Text block:

Sunday, August 10, 2014

Rodolphe Lindt: Chocolate Smooth as Silk

Rodolphe Lindt
In the 19th century, the tiny land lock country of Switzerland became the center of development for chocolate production. The advent of industrialization led to the commercialization and improvements to the production of once luxurious products and turning to a product that the masses could enjoy. Names like Jean Tobler and Daniel Peter were pioneers to the rise of chocolate. And among the most ingenious and successful of this chocolatiers was Rodolphe Lindt.

Rodolphe Lindt was a hard working son of a pharmacist. Born in 1855 in Berne, Switzerland, his relation with chocolate begun when he became an apprentice to a confectioner. During his apprenticeship, he learned the art of chocolate making that was becoming popular in Switzerland. After finishing his apprenticeship, during the 1870’s he decided to establish his own chocolate factory in Berne. He build his dream chocolate factory from trash. He bought two factory buildings that were damaged by fire. And his roasting machinery for his cacao beans was second hand, bought from a bankrupt company. Nevertheless, with hard work and perseverance, and with some help from his brother August Lindt, his factory began production by late 1870’s.

What you will do: Please extract the Rodolphe Lindt text in full, word for word. The data that comes next isn't needed.

Information given:
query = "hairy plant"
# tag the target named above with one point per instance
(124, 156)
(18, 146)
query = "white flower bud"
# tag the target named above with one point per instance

Expected output:
Sunday, August 10, 2014

Rodolphe Lindt: Chocolate Smooth as Silk

Rodolphe Lindt
In the 19th century, the tiny land lock country of Switzerland became the center of development for chocolate production. The advent of industrialization led to the commercialization and improvements to the production of once luxurious products and turning to a product that the masses could enjoy. Names like Jean Tobler and Daniel Peter were pioneers to the rise of chocolate. And among the most ingenious and successful of this chocolatiers was Rodolphe Lindt.

Rodolphe Lindt was a hard working son of a pharmacist. Born in 1855 in Berne, Switzerland, his relation with chocolate begun when he became an apprentice to a confectioner. During his apprenticeship, he learned the art of chocolate making that was becoming popular in Switzerland. After finishing his apprenticeship, during the 1870’s he decided to establish his own chocolate factory in Berne. He build his dream chocolate factory from trash. He bought two factory buildings that were damaged by fire. And his roasting machinery for his cacao beans was second hand, bought from a bankrupt company. Nevertheless, with hard work and perseverance, and with some help from his brother August Lindt, his factory began production by late 1870’s.